+++ ENTRIES SHOWN

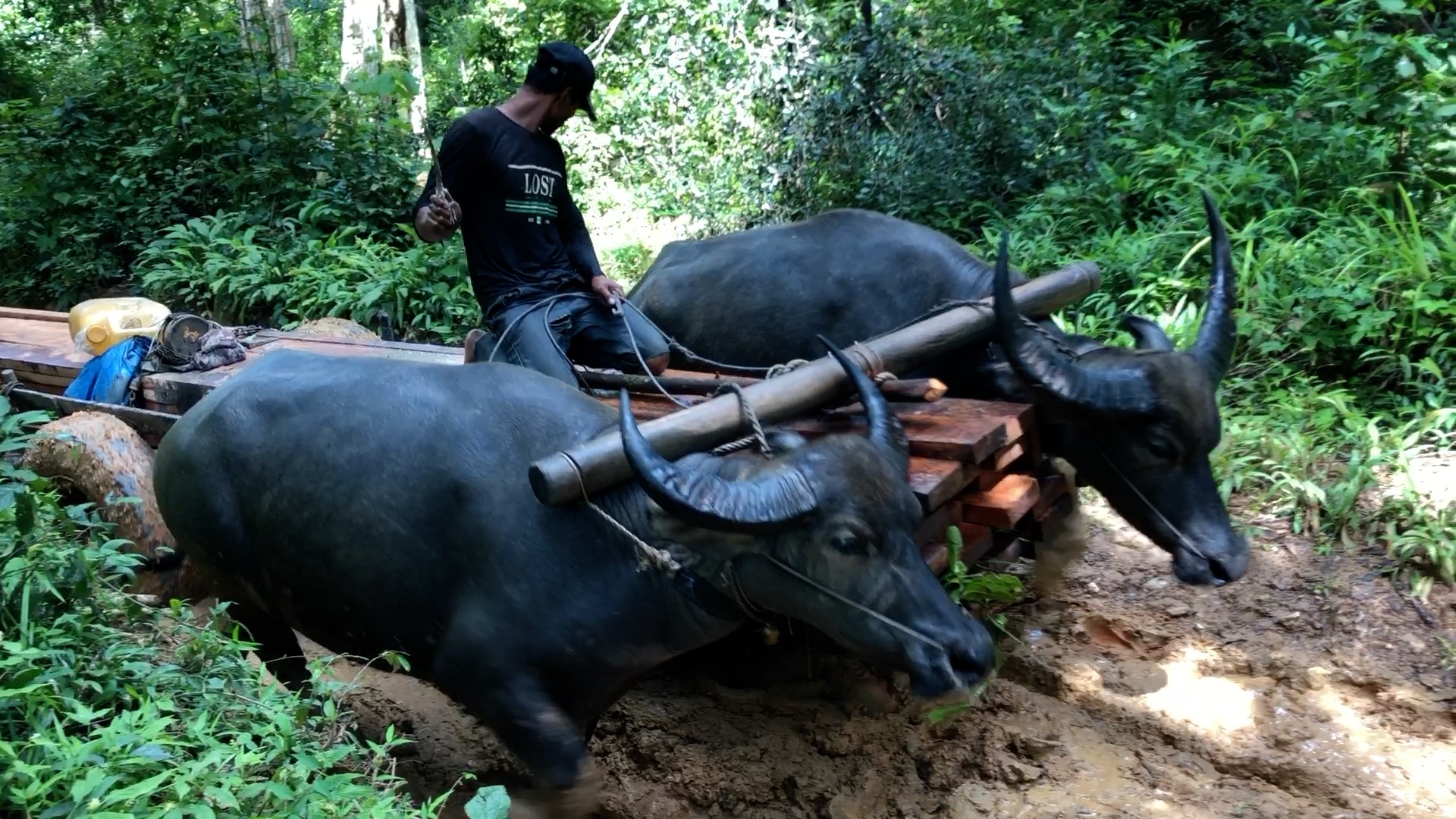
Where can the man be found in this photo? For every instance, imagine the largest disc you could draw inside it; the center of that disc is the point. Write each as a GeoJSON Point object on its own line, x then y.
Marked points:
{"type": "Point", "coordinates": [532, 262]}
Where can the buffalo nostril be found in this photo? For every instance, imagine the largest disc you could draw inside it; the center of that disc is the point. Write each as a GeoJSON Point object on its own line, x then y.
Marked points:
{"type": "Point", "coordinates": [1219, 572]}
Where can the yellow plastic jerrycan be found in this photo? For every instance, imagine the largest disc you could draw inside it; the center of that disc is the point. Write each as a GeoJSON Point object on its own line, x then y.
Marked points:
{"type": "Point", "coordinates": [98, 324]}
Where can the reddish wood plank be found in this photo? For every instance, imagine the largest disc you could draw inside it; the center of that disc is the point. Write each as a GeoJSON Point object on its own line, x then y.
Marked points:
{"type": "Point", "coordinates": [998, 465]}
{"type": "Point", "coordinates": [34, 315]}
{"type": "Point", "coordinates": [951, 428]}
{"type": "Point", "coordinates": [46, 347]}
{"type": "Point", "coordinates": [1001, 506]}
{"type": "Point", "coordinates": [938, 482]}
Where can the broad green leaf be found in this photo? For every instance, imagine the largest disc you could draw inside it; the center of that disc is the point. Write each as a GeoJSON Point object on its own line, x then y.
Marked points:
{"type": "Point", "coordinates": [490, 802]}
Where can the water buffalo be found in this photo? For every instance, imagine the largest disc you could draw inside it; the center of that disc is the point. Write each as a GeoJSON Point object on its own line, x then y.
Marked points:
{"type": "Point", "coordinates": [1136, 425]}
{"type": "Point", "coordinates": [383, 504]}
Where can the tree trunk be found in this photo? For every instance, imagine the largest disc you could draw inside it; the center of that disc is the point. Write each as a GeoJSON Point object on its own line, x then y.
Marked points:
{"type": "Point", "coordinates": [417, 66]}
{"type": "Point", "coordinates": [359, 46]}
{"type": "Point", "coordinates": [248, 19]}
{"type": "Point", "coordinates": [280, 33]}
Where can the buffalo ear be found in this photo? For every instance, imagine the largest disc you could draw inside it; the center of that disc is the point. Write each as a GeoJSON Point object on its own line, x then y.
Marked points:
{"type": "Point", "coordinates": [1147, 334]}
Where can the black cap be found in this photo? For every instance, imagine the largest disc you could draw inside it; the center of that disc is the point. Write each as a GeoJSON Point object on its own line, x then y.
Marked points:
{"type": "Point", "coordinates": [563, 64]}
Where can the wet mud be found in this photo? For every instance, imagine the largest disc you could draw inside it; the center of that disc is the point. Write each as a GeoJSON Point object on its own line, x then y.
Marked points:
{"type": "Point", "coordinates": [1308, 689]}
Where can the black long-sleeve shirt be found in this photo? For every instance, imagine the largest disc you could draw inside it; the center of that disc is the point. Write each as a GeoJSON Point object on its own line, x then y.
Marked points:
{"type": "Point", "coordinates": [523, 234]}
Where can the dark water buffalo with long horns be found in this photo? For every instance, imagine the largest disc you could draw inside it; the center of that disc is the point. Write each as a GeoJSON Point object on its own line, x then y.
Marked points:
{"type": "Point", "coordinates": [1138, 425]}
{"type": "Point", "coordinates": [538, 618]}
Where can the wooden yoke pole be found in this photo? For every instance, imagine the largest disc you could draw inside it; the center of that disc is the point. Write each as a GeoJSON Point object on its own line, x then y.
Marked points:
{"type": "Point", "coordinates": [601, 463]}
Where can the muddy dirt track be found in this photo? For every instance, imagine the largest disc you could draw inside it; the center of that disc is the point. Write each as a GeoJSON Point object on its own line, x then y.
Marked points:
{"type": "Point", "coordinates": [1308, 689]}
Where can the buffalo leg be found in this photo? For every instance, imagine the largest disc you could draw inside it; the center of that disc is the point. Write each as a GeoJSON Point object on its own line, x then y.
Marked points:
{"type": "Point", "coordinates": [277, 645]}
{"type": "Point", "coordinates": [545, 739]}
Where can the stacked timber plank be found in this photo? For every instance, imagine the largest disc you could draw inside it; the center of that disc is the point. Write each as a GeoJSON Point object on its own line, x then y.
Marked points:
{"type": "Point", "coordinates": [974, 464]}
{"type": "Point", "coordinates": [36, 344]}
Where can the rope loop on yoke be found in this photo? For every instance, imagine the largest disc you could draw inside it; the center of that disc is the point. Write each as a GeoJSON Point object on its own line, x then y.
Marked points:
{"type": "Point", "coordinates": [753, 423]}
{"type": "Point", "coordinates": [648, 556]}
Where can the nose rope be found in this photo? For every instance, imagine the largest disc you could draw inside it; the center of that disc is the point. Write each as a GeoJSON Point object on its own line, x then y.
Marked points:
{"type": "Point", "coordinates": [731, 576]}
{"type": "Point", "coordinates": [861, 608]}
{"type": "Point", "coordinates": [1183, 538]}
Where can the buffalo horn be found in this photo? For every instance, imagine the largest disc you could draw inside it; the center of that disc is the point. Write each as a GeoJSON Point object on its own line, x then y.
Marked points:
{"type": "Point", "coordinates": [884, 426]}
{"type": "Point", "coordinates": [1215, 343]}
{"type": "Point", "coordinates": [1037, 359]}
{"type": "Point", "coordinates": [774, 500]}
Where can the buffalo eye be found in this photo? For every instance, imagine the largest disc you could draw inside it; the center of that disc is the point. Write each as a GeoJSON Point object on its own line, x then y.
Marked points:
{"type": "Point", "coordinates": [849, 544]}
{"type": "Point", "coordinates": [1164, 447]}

++++++
+++ ENTRIES SHOWN

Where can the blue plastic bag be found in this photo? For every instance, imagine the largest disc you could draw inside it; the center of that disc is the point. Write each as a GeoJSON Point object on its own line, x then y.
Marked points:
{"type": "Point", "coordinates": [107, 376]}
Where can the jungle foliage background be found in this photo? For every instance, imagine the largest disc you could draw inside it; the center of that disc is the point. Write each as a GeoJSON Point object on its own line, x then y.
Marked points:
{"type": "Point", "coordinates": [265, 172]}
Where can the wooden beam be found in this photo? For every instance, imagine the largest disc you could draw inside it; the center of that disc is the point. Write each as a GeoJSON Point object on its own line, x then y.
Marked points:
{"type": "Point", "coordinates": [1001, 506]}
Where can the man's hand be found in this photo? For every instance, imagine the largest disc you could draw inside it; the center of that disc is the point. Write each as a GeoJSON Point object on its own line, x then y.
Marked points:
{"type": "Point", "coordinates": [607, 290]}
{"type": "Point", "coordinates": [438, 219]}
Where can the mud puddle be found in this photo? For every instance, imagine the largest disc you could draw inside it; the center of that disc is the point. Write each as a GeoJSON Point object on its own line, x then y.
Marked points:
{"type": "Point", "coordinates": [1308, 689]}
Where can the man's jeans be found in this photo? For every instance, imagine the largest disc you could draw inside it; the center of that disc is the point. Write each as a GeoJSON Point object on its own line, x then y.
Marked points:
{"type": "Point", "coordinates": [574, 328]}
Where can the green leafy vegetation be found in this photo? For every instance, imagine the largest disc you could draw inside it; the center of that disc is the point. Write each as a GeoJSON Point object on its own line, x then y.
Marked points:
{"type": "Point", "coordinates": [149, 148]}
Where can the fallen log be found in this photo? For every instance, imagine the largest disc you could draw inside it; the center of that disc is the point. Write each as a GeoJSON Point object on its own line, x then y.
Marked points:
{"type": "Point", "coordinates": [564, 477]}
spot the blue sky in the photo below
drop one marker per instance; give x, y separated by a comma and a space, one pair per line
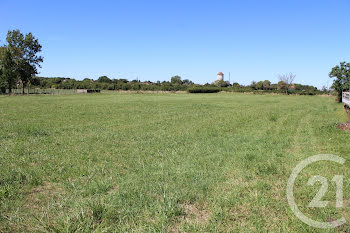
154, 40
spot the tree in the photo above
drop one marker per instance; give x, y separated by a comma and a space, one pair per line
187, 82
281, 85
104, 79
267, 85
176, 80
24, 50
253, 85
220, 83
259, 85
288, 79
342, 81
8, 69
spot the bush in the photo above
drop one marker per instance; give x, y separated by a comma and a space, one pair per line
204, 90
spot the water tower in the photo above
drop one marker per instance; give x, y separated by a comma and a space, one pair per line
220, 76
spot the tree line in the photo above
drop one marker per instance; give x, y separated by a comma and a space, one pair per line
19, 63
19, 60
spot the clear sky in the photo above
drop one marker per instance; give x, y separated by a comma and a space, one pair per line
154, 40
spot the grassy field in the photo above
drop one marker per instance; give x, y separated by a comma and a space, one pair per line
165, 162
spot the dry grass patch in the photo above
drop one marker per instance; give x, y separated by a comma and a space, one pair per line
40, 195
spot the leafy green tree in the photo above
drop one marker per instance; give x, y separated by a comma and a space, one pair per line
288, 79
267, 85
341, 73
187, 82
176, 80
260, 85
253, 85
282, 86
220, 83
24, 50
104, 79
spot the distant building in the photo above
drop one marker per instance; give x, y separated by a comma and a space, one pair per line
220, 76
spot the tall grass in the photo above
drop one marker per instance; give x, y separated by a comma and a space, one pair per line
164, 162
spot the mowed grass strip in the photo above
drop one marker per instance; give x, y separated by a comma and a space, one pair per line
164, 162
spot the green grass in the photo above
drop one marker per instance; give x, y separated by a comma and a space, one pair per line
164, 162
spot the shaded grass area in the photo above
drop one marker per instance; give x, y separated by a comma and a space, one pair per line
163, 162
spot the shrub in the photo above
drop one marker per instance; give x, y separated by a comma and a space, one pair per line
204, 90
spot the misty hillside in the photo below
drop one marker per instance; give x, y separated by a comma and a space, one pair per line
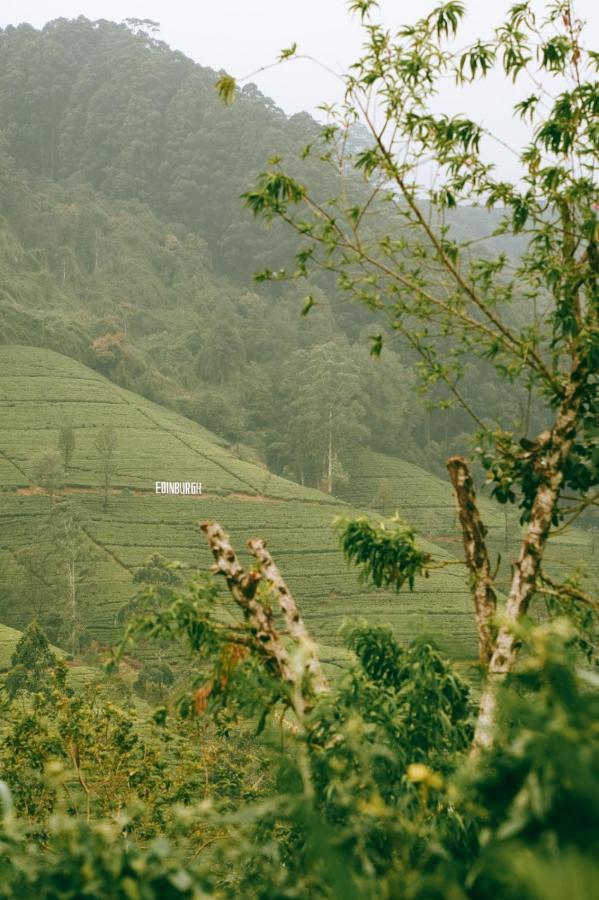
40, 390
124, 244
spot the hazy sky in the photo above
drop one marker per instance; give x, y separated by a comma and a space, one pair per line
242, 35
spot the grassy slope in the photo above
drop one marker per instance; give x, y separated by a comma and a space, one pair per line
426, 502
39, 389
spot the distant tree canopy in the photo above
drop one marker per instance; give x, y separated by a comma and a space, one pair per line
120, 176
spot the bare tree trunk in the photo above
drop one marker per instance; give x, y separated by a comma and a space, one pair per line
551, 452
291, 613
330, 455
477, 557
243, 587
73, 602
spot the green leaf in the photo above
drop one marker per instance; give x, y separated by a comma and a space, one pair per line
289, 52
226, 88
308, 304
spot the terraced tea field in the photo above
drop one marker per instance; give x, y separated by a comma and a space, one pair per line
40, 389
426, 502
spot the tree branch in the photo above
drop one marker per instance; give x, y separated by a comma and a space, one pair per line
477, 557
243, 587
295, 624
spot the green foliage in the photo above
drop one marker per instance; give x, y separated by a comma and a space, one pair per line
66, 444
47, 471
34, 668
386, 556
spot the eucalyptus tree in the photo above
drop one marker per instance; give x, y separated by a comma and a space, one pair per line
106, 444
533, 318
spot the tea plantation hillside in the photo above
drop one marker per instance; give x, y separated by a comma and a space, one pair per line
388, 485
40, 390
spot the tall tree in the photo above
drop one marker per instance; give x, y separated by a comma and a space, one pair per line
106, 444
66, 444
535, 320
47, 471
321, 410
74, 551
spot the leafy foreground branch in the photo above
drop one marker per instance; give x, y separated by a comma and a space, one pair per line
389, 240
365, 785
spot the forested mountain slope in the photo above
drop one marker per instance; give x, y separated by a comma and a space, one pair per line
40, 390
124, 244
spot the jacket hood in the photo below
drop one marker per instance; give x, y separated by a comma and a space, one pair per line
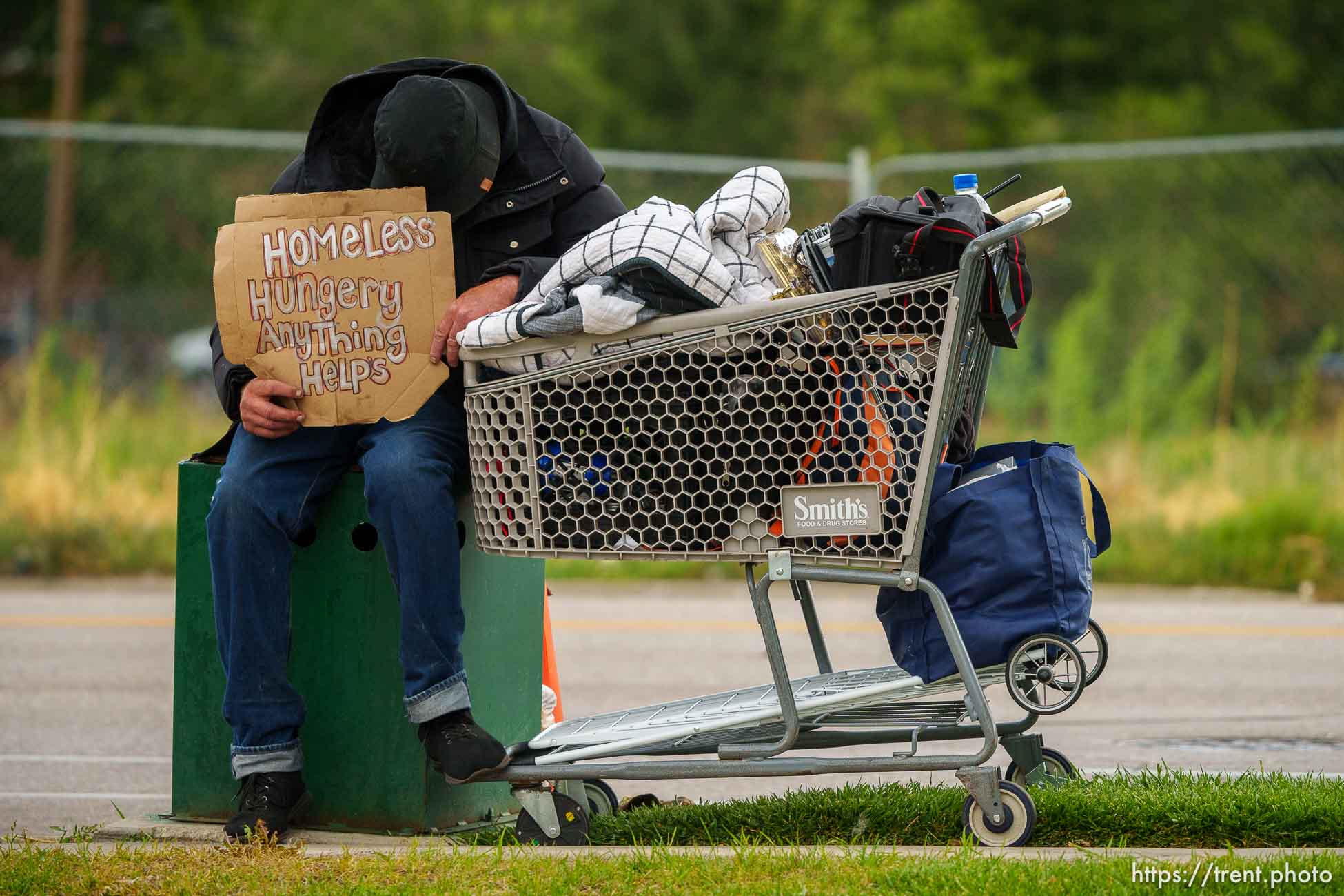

++++++

**REQUIREMENT**.
Reproduce each line of the records in which the string "yoke" appears.

**REPLY**.
Where can the wooden yoke pole be found in this photo? For every instance, imagine the largest disc you could draw inside it; the center of that disc is the point. Write each as a GeoJSON Point object on its own line, x then y.
Where can the rope loop on yoke be found in this photo? For every instance, imagine the largest disc you could draw inside it; the center of that disc is the point. Write each as a GeoJSON Point object on its own line, x then y.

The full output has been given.